• [TASK GOAL]
Can you set out the lines below as a numbered list, leaving out the blank ones?

• [DATA TO USE]
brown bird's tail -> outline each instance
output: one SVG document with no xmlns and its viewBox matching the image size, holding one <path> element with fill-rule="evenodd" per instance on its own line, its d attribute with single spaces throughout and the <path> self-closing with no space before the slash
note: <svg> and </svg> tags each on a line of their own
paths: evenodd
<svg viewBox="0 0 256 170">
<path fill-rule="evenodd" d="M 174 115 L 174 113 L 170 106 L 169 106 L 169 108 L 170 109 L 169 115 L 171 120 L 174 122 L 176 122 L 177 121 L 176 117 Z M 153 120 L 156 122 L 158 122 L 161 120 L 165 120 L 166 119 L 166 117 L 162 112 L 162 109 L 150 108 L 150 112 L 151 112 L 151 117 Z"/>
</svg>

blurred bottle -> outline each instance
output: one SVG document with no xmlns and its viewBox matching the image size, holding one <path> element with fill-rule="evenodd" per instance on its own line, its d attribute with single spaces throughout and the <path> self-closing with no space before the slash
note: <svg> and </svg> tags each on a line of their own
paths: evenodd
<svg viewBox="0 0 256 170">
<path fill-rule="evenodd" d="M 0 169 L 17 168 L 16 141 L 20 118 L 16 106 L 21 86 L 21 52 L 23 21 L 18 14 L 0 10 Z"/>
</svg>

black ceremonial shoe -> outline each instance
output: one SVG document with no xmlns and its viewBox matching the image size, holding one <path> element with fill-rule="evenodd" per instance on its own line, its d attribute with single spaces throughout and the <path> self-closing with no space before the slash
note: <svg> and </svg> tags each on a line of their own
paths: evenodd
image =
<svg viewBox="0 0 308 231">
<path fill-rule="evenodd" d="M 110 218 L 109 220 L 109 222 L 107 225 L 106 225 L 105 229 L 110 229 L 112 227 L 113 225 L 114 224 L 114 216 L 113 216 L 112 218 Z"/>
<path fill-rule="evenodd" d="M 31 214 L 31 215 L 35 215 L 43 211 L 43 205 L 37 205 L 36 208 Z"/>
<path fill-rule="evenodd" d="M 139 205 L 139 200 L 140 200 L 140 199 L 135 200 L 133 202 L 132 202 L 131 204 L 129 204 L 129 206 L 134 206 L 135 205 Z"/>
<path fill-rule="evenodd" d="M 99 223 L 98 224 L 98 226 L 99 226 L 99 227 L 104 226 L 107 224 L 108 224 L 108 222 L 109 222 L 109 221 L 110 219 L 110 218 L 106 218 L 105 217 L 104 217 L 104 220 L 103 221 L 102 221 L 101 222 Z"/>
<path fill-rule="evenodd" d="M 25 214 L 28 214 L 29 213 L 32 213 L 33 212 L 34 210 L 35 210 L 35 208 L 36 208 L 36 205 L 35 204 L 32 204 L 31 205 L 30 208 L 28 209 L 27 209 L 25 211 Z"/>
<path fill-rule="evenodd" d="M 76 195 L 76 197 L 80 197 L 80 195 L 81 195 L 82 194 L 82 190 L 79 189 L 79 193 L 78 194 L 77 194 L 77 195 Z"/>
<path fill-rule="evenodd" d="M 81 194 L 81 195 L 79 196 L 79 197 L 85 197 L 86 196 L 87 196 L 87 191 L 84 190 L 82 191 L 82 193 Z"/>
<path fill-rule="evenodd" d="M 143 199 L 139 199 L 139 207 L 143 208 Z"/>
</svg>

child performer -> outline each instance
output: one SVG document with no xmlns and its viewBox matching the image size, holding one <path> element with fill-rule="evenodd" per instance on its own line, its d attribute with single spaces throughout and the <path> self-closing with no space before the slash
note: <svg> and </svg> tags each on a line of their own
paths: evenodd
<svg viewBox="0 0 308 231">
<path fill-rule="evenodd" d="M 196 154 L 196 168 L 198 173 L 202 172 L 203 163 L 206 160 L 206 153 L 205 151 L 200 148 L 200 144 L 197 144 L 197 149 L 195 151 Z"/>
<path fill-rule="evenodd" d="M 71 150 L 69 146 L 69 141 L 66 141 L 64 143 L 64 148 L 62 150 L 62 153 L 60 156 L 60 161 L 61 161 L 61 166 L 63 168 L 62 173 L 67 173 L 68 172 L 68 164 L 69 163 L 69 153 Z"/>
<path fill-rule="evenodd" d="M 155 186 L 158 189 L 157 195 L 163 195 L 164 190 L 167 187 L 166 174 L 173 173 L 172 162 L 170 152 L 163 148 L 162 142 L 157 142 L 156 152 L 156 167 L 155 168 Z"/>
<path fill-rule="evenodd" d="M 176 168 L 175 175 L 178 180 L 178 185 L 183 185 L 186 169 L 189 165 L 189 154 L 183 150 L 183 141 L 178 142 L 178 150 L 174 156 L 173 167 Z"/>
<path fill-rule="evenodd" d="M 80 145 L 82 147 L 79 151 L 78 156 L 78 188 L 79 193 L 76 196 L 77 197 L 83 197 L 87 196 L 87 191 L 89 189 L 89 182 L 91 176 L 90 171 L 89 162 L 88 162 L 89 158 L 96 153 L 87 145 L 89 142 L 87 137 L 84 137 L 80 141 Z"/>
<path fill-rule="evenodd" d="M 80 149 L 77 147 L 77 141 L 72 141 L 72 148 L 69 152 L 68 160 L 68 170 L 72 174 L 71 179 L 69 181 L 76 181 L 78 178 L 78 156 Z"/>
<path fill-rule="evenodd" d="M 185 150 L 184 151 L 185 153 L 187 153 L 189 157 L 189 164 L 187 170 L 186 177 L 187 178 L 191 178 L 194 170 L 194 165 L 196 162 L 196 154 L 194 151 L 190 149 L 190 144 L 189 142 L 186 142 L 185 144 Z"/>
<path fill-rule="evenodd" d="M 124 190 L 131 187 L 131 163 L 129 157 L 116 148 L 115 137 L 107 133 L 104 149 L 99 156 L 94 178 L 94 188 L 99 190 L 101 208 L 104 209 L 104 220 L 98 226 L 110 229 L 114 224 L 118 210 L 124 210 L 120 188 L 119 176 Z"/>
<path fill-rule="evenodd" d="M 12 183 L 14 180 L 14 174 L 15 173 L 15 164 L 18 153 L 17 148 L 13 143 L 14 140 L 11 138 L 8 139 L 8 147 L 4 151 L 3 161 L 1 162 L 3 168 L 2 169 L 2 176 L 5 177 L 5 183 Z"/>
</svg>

• [OUTPUT FOR THIS TASK]
1. brown bird's tail -> outline each instance
2. output: one SVG document with no xmlns and its viewBox matching the image size, holding one <path> element with fill-rule="evenodd" per instance on its own line, its d attribute with single spaces throughout and the <path> self-closing with no space before the slash
3. note: <svg> and </svg> tags each on a line of their own
4. paths: evenodd
5. <svg viewBox="0 0 256 170">
6. <path fill-rule="evenodd" d="M 174 115 L 174 113 L 170 106 L 169 106 L 169 108 L 170 109 L 169 115 L 171 120 L 174 122 L 176 122 L 177 121 L 176 117 Z M 153 120 L 156 122 L 158 122 L 161 120 L 165 120 L 166 119 L 166 117 L 162 112 L 162 109 L 150 108 L 150 112 L 151 112 L 151 117 Z"/>
7. </svg>
8. blurred bottle -> outline each instance
9. output: one SVG document with no xmlns and its viewBox matching the image size, holding one <path> element with fill-rule="evenodd" per instance on its own line, its d attribute with single spaces throughout and the <path> self-closing with no space before the slash
10. note: <svg> and </svg> tags each on a line of their own
11. paths: evenodd
12. <svg viewBox="0 0 256 170">
13. <path fill-rule="evenodd" d="M 0 169 L 17 168 L 16 141 L 20 118 L 16 106 L 21 86 L 21 52 L 23 21 L 18 14 L 0 10 Z"/>
14. </svg>
15. black ceremonial shoe -> outline each instance
16. output: one SVG document with no xmlns and its viewBox matching the image size, holding one <path> element with fill-rule="evenodd" per instance on its own line, its d attribute with single spaces throughout and the <path> self-closing with no space before the slash
17. note: <svg> and </svg> tags each on a line of their own
18. paths: evenodd
19. image =
20. <svg viewBox="0 0 308 231">
21. <path fill-rule="evenodd" d="M 110 218 L 109 220 L 109 222 L 107 225 L 106 225 L 105 229 L 110 229 L 112 227 L 113 225 L 114 224 L 114 216 L 113 216 L 112 218 Z"/>
22. <path fill-rule="evenodd" d="M 31 214 L 31 215 L 35 215 L 43 211 L 43 205 L 37 205 L 36 208 Z"/>
23. <path fill-rule="evenodd" d="M 139 205 L 139 200 L 140 200 L 140 199 L 135 200 L 133 202 L 132 202 L 131 204 L 129 204 L 129 206 L 134 206 L 135 205 Z"/>
24. <path fill-rule="evenodd" d="M 99 223 L 98 224 L 98 226 L 99 226 L 99 227 L 104 226 L 107 224 L 108 224 L 108 222 L 109 222 L 109 221 L 110 219 L 110 218 L 106 218 L 105 217 L 104 217 L 104 220 L 103 221 L 102 221 L 101 222 Z"/>
25. <path fill-rule="evenodd" d="M 25 214 L 28 214 L 29 213 L 32 213 L 33 212 L 34 210 L 35 210 L 35 208 L 36 208 L 36 205 L 35 204 L 32 204 L 31 205 L 30 208 L 28 209 L 27 209 L 25 211 Z"/>
26. <path fill-rule="evenodd" d="M 76 195 L 76 197 L 80 197 L 80 195 L 81 195 L 82 194 L 82 190 L 79 189 L 79 193 L 78 194 L 77 194 L 77 195 Z"/>
27. <path fill-rule="evenodd" d="M 81 194 L 81 195 L 79 196 L 79 197 L 85 197 L 86 196 L 87 196 L 87 191 L 84 190 L 82 191 L 82 193 Z"/>
28. <path fill-rule="evenodd" d="M 143 199 L 139 199 L 139 207 L 143 208 Z"/>
29. </svg>
30. child performer -> outline each instance
31. output: one SVG document with no xmlns and its viewBox matching the image size, holding one <path> element with fill-rule="evenodd" per instance on its own line, its d attribute with single spaces throughout and the <path> self-closing with no space before the slash
32. note: <svg> and </svg> tags each on a line of their own
33. paths: evenodd
34. <svg viewBox="0 0 308 231">
35. <path fill-rule="evenodd" d="M 196 154 L 196 168 L 198 173 L 202 172 L 203 163 L 206 160 L 206 153 L 205 151 L 200 148 L 200 144 L 197 144 L 197 149 L 195 151 Z"/>
36. <path fill-rule="evenodd" d="M 71 150 L 69 146 L 69 141 L 66 141 L 64 143 L 64 148 L 62 150 L 62 153 L 60 156 L 60 161 L 61 161 L 61 166 L 63 168 L 62 173 L 67 173 L 68 172 L 68 164 L 69 163 L 69 153 Z"/>
37. <path fill-rule="evenodd" d="M 155 186 L 158 189 L 157 195 L 163 195 L 164 190 L 167 187 L 166 174 L 173 173 L 172 162 L 170 152 L 163 148 L 162 142 L 157 142 L 156 152 L 156 167 L 155 168 Z"/>
38. <path fill-rule="evenodd" d="M 176 168 L 175 175 L 178 180 L 178 185 L 183 185 L 186 169 L 189 165 L 189 154 L 183 150 L 183 141 L 178 142 L 178 150 L 174 156 L 173 167 Z"/>
39. <path fill-rule="evenodd" d="M 80 145 L 82 147 L 79 151 L 78 156 L 78 188 L 79 193 L 76 196 L 77 197 L 83 197 L 87 196 L 87 191 L 89 189 L 89 182 L 91 176 L 90 171 L 89 162 L 88 162 L 89 158 L 96 153 L 87 145 L 89 142 L 87 137 L 84 137 L 80 141 Z"/>
40. <path fill-rule="evenodd" d="M 80 149 L 77 147 L 77 141 L 72 141 L 72 148 L 69 152 L 68 160 L 68 170 L 72 174 L 71 179 L 69 181 L 76 181 L 78 178 L 78 156 Z"/>
41. <path fill-rule="evenodd" d="M 185 150 L 184 151 L 185 153 L 187 153 L 189 157 L 189 164 L 187 170 L 186 177 L 187 178 L 191 178 L 194 170 L 194 165 L 196 162 L 196 154 L 194 151 L 190 149 L 190 144 L 189 142 L 186 142 L 185 144 Z"/>
42. <path fill-rule="evenodd" d="M 124 190 L 131 187 L 131 163 L 129 157 L 116 148 L 115 137 L 107 133 L 104 149 L 99 156 L 94 178 L 94 188 L 99 190 L 101 208 L 104 209 L 104 220 L 98 226 L 110 229 L 114 224 L 118 210 L 124 210 L 120 188 L 119 176 Z"/>
43. <path fill-rule="evenodd" d="M 12 183 L 14 180 L 14 174 L 15 173 L 15 164 L 18 153 L 17 148 L 13 143 L 14 140 L 11 138 L 8 139 L 8 147 L 4 151 L 3 161 L 1 162 L 3 168 L 2 169 L 2 176 L 5 177 L 5 183 Z"/>
44. </svg>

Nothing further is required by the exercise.